TASK PROMPT - Select and copy every line of the records that contains the word "plastic".

** START OF RECORDS PROVIDED **

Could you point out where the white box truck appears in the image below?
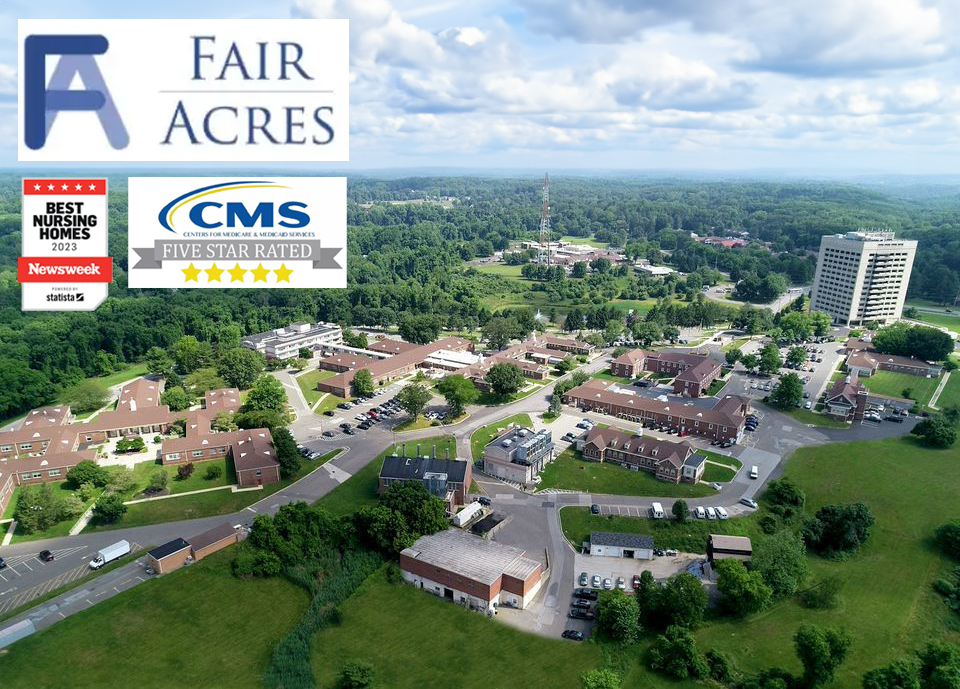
[90,541,130,569]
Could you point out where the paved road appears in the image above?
[0,350,910,635]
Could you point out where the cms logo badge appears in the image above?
[23,34,130,151]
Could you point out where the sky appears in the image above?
[0,0,960,175]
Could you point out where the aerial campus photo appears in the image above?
[0,0,960,689]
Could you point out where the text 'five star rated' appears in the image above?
[180,263,293,283]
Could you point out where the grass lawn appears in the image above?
[917,311,960,333]
[83,460,317,536]
[314,435,457,515]
[393,414,433,433]
[754,400,852,433]
[0,548,308,689]
[860,371,936,407]
[538,447,716,498]
[10,481,101,543]
[470,414,533,460]
[124,457,237,500]
[313,571,604,689]
[296,368,342,412]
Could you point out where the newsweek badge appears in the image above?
[17,178,113,311]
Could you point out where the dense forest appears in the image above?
[0,176,960,417]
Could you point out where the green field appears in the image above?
[917,311,960,333]
[470,414,533,461]
[561,437,960,687]
[313,572,603,689]
[83,460,317,535]
[537,446,716,498]
[296,368,343,412]
[0,547,308,689]
[860,371,940,407]
[315,435,457,515]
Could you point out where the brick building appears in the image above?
[400,529,543,613]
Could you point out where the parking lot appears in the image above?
[0,543,140,614]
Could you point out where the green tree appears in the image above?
[670,500,690,522]
[397,383,431,420]
[270,428,302,478]
[93,493,127,524]
[160,387,193,411]
[143,347,173,376]
[724,347,743,366]
[648,626,710,679]
[936,519,960,560]
[340,659,375,689]
[793,624,853,687]
[750,530,807,597]
[597,589,640,644]
[483,362,524,397]
[760,342,783,374]
[787,345,807,366]
[67,459,110,488]
[148,469,170,493]
[352,368,373,397]
[217,347,265,390]
[574,668,620,689]
[63,380,110,414]
[242,374,287,414]
[437,373,480,418]
[770,373,803,409]
[173,335,211,374]
[713,558,773,616]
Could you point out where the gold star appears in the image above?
[273,263,293,282]
[227,263,247,282]
[250,263,270,282]
[180,263,200,282]
[203,263,223,282]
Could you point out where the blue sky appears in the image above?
[0,0,960,174]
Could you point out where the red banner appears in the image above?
[17,256,113,285]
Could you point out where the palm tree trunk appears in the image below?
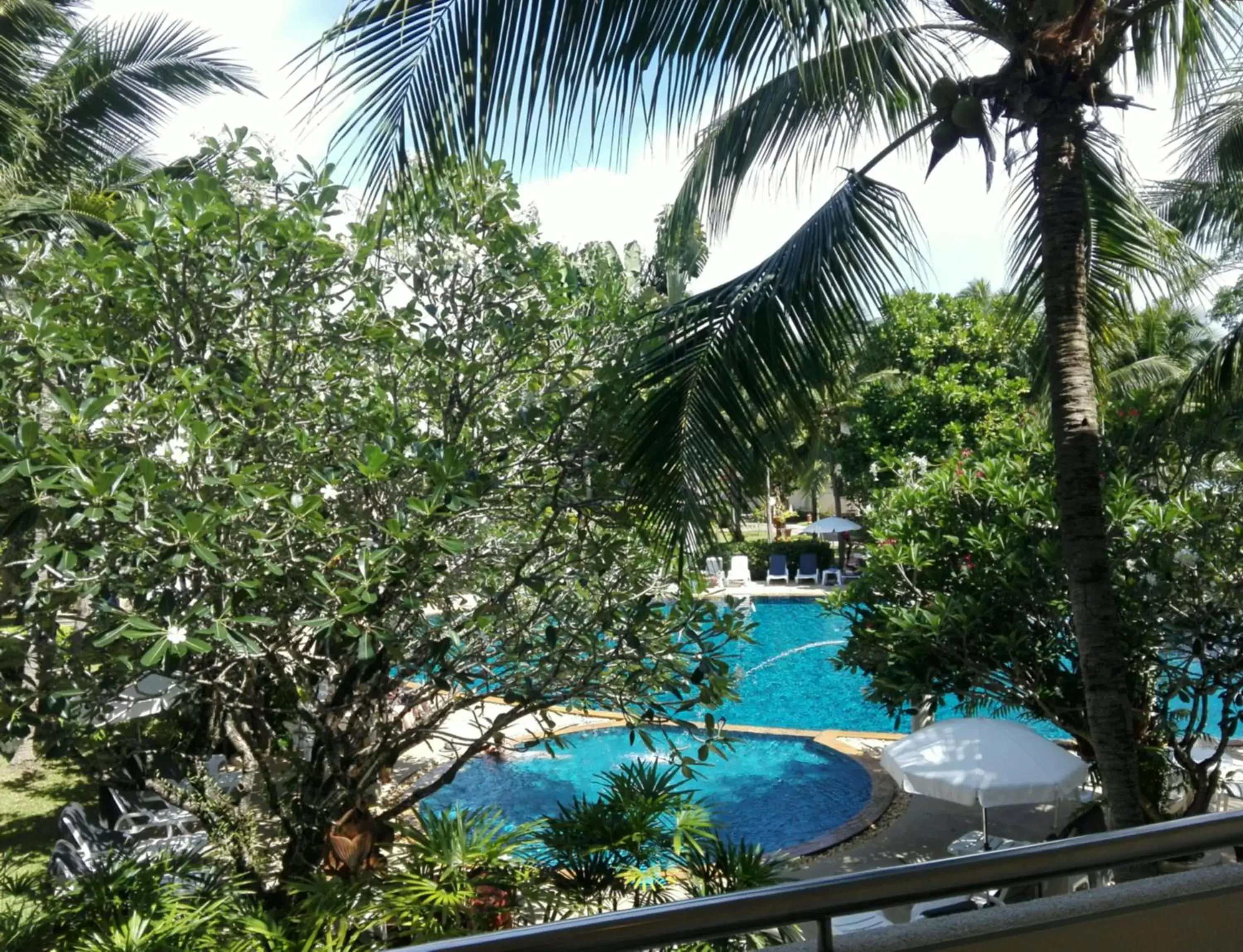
[1035,109,1145,828]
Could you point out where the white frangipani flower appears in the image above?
[155,434,190,466]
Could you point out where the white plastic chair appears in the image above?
[704,556,725,585]
[725,556,751,585]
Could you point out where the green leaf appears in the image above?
[139,638,169,667]
[190,542,220,568]
[436,538,466,556]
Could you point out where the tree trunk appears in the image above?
[1035,108,1145,829]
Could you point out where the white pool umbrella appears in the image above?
[880,717,1088,843]
[97,674,189,725]
[792,516,863,536]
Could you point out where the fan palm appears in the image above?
[0,0,252,236]
[305,0,1239,825]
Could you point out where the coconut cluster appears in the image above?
[929,76,988,173]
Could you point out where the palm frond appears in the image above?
[674,25,958,234]
[1150,175,1243,259]
[1178,323,1243,408]
[1109,354,1187,396]
[1125,0,1243,117]
[29,16,257,180]
[0,0,77,104]
[628,174,921,551]
[296,0,910,198]
[1008,129,1198,341]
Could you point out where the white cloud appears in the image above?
[87,0,344,160]
[82,0,1208,301]
[522,92,1172,292]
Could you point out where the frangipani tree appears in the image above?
[0,134,746,885]
[306,0,1239,825]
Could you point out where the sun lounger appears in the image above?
[764,556,789,585]
[47,840,92,882]
[794,552,820,585]
[704,556,725,585]
[725,556,751,585]
[99,787,199,836]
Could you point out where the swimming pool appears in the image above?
[716,595,1069,738]
[428,727,871,850]
[717,597,910,732]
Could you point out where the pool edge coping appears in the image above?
[527,705,906,858]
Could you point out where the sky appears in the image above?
[92,0,1198,292]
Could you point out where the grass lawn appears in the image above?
[0,761,96,872]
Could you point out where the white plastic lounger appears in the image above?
[704,556,725,585]
[764,556,789,585]
[725,556,751,585]
[833,910,894,936]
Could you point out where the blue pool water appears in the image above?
[428,727,871,850]
[717,598,910,731]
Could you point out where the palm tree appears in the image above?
[1158,62,1243,404]
[0,0,254,236]
[1101,298,1212,396]
[305,0,1239,826]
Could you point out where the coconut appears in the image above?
[929,76,958,112]
[932,119,962,155]
[950,96,984,135]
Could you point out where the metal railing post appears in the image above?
[815,916,833,952]
[394,812,1243,952]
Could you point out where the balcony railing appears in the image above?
[399,813,1243,952]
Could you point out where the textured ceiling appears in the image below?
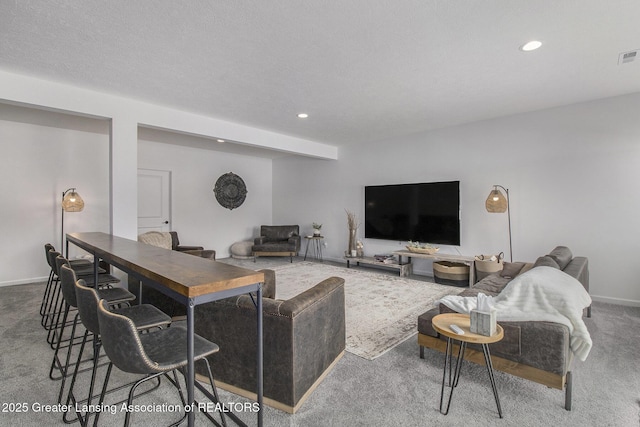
[0,0,640,145]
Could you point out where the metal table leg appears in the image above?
[482,344,502,418]
[440,338,467,415]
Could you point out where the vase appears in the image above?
[347,228,358,255]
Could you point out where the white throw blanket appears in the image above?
[436,267,592,361]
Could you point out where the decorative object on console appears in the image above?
[474,252,504,281]
[345,209,360,257]
[213,172,247,209]
[484,185,513,262]
[60,188,84,254]
[407,240,440,255]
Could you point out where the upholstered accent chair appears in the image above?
[138,231,216,260]
[133,231,216,318]
[194,270,345,413]
[251,225,301,262]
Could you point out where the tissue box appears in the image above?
[469,310,496,337]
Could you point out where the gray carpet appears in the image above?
[0,259,640,427]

** END OF RECORDS PROVIDED **

TASK RESULT -
Could you point out where the white plastic chair appears in the image above?
Could you point out where the white plastic lounger appears in the image above?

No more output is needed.